• [To be done] Keep the pictures out and restate every record exactly.
-- Start of Source records --
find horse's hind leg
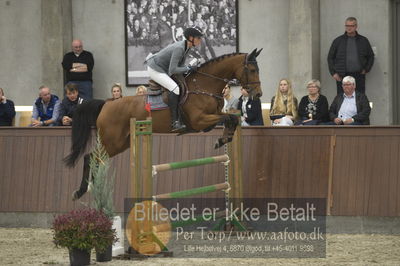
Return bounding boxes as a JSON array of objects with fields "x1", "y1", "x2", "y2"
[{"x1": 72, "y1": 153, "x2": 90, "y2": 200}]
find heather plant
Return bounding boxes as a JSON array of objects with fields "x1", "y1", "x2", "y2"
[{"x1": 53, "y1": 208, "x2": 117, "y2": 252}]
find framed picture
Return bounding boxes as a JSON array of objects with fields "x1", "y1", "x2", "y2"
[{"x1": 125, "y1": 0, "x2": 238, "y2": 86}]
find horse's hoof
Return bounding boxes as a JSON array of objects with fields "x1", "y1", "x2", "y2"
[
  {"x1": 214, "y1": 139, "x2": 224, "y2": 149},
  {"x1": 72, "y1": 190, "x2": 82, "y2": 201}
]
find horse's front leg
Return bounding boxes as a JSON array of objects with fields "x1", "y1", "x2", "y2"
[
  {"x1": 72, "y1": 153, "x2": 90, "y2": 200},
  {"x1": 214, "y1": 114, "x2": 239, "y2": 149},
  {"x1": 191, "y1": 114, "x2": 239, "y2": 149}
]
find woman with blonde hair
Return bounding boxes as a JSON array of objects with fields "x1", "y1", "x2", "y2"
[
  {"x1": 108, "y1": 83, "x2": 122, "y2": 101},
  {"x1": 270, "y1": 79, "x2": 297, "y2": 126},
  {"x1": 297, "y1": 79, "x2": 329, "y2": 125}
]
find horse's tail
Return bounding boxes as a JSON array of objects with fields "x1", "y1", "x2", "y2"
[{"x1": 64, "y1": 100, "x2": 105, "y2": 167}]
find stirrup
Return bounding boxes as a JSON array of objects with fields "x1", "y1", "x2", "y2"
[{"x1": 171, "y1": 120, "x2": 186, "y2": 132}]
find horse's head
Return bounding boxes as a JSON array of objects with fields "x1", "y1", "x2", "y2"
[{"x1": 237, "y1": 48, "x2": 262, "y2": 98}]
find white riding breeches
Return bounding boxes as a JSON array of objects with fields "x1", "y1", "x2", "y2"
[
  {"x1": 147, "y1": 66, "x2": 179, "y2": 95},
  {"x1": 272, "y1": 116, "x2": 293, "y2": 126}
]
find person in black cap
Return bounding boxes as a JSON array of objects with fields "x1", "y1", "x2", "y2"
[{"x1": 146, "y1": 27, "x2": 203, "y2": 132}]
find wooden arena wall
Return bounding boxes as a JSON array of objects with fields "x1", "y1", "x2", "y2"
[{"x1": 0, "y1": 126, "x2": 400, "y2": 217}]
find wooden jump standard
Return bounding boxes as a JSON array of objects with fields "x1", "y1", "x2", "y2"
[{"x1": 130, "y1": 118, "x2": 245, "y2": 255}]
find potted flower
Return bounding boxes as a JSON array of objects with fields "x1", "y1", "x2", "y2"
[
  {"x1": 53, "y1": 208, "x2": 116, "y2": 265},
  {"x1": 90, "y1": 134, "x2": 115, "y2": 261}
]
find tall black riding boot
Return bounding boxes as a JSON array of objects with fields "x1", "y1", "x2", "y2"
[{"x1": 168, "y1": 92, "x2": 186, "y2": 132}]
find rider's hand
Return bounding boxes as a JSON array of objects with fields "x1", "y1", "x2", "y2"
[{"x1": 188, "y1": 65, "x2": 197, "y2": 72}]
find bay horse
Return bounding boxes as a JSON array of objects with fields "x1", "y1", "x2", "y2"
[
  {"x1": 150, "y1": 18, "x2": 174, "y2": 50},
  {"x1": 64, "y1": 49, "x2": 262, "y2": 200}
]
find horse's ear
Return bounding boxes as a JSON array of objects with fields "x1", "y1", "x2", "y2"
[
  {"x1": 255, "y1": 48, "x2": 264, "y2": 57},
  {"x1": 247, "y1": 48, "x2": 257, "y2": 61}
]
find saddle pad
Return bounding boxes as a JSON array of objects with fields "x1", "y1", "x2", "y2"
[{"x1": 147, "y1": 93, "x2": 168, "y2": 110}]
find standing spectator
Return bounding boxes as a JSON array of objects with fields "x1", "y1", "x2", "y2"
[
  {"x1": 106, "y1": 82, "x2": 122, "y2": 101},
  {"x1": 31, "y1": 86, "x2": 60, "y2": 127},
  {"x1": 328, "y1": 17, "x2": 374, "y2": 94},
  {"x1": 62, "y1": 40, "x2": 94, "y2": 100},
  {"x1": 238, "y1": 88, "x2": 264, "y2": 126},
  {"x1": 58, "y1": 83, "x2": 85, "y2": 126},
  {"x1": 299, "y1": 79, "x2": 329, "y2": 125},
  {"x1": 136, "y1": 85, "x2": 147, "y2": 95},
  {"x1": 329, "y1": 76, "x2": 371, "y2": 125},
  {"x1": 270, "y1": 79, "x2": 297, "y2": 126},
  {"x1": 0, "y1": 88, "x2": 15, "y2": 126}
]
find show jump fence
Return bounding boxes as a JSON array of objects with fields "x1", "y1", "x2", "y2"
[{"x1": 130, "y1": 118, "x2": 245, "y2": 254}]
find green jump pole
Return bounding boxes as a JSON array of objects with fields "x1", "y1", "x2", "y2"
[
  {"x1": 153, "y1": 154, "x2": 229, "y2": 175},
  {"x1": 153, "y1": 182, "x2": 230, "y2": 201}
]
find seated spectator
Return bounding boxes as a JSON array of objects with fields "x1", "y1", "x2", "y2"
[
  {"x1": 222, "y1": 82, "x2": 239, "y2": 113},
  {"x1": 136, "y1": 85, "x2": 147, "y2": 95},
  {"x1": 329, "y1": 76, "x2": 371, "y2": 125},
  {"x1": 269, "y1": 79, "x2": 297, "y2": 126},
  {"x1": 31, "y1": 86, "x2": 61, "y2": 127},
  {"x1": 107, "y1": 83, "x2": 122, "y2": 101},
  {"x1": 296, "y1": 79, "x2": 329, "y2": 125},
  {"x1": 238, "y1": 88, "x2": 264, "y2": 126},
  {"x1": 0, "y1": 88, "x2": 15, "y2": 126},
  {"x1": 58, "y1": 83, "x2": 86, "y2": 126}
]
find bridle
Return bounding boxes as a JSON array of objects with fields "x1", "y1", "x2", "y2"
-- End of Source records --
• [Result for this exercise]
find horse's hind leg
Return bounding boxes as a JSON array of objects with fields "x1", "y1", "x2", "y2"
[{"x1": 72, "y1": 153, "x2": 90, "y2": 200}]
find heather plant
Return bounding boxes as a JSON array of objects with fields "x1", "y1", "x2", "y2"
[{"x1": 53, "y1": 208, "x2": 117, "y2": 252}]
find framed picture
Return bounding boxes as a JSON array of objects with fields "x1", "y1", "x2", "y2"
[{"x1": 125, "y1": 0, "x2": 238, "y2": 86}]
find horse's hoof
Return bounding boxes as a JSON array of objects with fields "x1", "y1", "x2", "y2"
[
  {"x1": 214, "y1": 139, "x2": 224, "y2": 149},
  {"x1": 72, "y1": 190, "x2": 82, "y2": 201}
]
find horse's front leg
Return bounding boxes as a JSON array of objects with fields "x1", "y1", "x2", "y2"
[
  {"x1": 72, "y1": 153, "x2": 90, "y2": 200},
  {"x1": 214, "y1": 114, "x2": 239, "y2": 149},
  {"x1": 191, "y1": 114, "x2": 239, "y2": 149}
]
find woman with blonde hair
Return bounding boxes as a JSON array of objects with fields "x1", "y1", "x2", "y2"
[
  {"x1": 108, "y1": 83, "x2": 122, "y2": 101},
  {"x1": 270, "y1": 79, "x2": 297, "y2": 126},
  {"x1": 297, "y1": 79, "x2": 329, "y2": 125}
]
find horse's tail
Return bounding boxes as a JSON array of objects with fields "x1", "y1", "x2", "y2"
[{"x1": 64, "y1": 100, "x2": 105, "y2": 167}]
find stirrup
Return bounding boxes as a JSON array of objects with fields "x1", "y1", "x2", "y2"
[{"x1": 171, "y1": 120, "x2": 186, "y2": 132}]
find horse's head
Return bounding boxes as a JSON array of objects with fields "x1", "y1", "x2", "y2"
[{"x1": 237, "y1": 48, "x2": 262, "y2": 98}]
find white riding breeches
Return bounding boxes as a JSON array of objects with fields "x1", "y1", "x2", "y2"
[
  {"x1": 147, "y1": 66, "x2": 179, "y2": 95},
  {"x1": 272, "y1": 116, "x2": 293, "y2": 126}
]
find person in black cap
Return bounding boxes as a JSON array of objects with fields "x1", "y1", "x2", "y2"
[{"x1": 146, "y1": 27, "x2": 203, "y2": 132}]
find wooden arena wall
Return bounding boxes as a JSON array of objects with fields "x1", "y1", "x2", "y2"
[{"x1": 0, "y1": 126, "x2": 400, "y2": 217}]
find wooden jump standard
Return bounding boxes as a JSON array of objects with fields "x1", "y1", "x2", "y2"
[{"x1": 130, "y1": 118, "x2": 245, "y2": 255}]
find potted flower
Return bounding boxes as a JSON array of objects with fields "x1", "y1", "x2", "y2"
[
  {"x1": 53, "y1": 208, "x2": 116, "y2": 265},
  {"x1": 90, "y1": 134, "x2": 115, "y2": 261}
]
find tall black riding boot
Return bounding boxes as a JSON array of objects with fields "x1", "y1", "x2", "y2"
[{"x1": 168, "y1": 92, "x2": 186, "y2": 132}]
find rider's hand
Return bounding boxes as a JSON array of objects with fields "x1", "y1", "x2", "y2"
[{"x1": 188, "y1": 65, "x2": 197, "y2": 72}]
find bay horse
Return bounding boxes as a JSON array of objects with fields "x1", "y1", "x2", "y2"
[
  {"x1": 150, "y1": 18, "x2": 174, "y2": 50},
  {"x1": 64, "y1": 49, "x2": 262, "y2": 200}
]
find horse's ear
Return bounding boxes as a JSON array of objects with fields "x1", "y1", "x2", "y2"
[
  {"x1": 255, "y1": 48, "x2": 264, "y2": 57},
  {"x1": 247, "y1": 48, "x2": 257, "y2": 61}
]
find saddle pad
Return bounding boxes as a JSON array of objects with fields "x1", "y1", "x2", "y2"
[{"x1": 147, "y1": 93, "x2": 168, "y2": 110}]
find standing spectator
Return bounding boxes as a JSON array of objects with fields "x1", "y1", "x2", "y2"
[
  {"x1": 106, "y1": 82, "x2": 122, "y2": 101},
  {"x1": 31, "y1": 86, "x2": 60, "y2": 127},
  {"x1": 328, "y1": 17, "x2": 374, "y2": 94},
  {"x1": 62, "y1": 40, "x2": 94, "y2": 100},
  {"x1": 238, "y1": 88, "x2": 264, "y2": 126},
  {"x1": 58, "y1": 83, "x2": 85, "y2": 126},
  {"x1": 299, "y1": 79, "x2": 329, "y2": 125},
  {"x1": 136, "y1": 85, "x2": 147, "y2": 95},
  {"x1": 329, "y1": 76, "x2": 371, "y2": 125},
  {"x1": 270, "y1": 79, "x2": 297, "y2": 126},
  {"x1": 0, "y1": 88, "x2": 15, "y2": 126}
]
find show jump fence
Return bounding boxes as a JSON array of objects with fields "x1", "y1", "x2", "y2"
[{"x1": 130, "y1": 118, "x2": 245, "y2": 254}]
find green jump pole
Return bounding boxes as a JSON array of objects with fields "x1", "y1", "x2", "y2"
[
  {"x1": 153, "y1": 154, "x2": 229, "y2": 175},
  {"x1": 153, "y1": 182, "x2": 230, "y2": 201}
]
find seated spectator
Return bounding boxes as a JSON array of objects with fields "x1", "y1", "x2", "y2"
[
  {"x1": 222, "y1": 82, "x2": 239, "y2": 113},
  {"x1": 136, "y1": 85, "x2": 147, "y2": 95},
  {"x1": 329, "y1": 76, "x2": 371, "y2": 125},
  {"x1": 269, "y1": 79, "x2": 297, "y2": 126},
  {"x1": 31, "y1": 86, "x2": 61, "y2": 127},
  {"x1": 107, "y1": 83, "x2": 122, "y2": 101},
  {"x1": 296, "y1": 79, "x2": 329, "y2": 125},
  {"x1": 238, "y1": 88, "x2": 264, "y2": 126},
  {"x1": 0, "y1": 88, "x2": 15, "y2": 126},
  {"x1": 58, "y1": 83, "x2": 86, "y2": 126}
]
find bridle
Return bounding boxes as a JSON array of objects with fields "x1", "y1", "x2", "y2"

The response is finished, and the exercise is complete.